§ **SHORT PROBLEM**: What follows is a set of records, each of which is to be written out exactly.

§ **RECORDS TO PROCESS**:
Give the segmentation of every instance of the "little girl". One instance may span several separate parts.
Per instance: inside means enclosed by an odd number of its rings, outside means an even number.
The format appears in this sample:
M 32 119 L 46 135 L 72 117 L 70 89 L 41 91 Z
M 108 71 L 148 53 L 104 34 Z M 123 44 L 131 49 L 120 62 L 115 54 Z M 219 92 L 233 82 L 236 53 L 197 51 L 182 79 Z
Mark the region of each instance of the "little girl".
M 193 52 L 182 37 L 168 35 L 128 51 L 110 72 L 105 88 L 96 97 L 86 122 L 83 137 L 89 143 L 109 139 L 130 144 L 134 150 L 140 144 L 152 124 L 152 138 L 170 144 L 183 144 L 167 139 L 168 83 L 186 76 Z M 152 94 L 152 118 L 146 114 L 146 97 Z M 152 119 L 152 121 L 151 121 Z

§ **THE COMPLETED TASK**:
Give the segmentation of every instance of the "little girl". One instance may span several separate parts.
Per instance: inside means enclosed by an odd number of its rings, outside means an even number.
The format appears in this sample:
M 32 119 L 46 135 L 72 117 L 70 89 L 41 91 Z
M 108 71 L 148 53 L 104 34 Z M 123 44 L 131 49 L 120 62 L 115 54 Z M 219 92 L 233 82 L 236 53 L 197 51 L 182 79 Z
Mark the region of each instance of the "little girl".
M 193 52 L 182 37 L 168 35 L 128 51 L 110 72 L 105 88 L 96 97 L 86 122 L 83 137 L 89 143 L 109 139 L 130 144 L 134 150 L 140 144 L 152 124 L 152 138 L 170 144 L 183 144 L 167 139 L 168 83 L 186 76 Z M 152 94 L 152 118 L 146 114 L 146 97 Z M 152 119 L 152 121 L 151 121 Z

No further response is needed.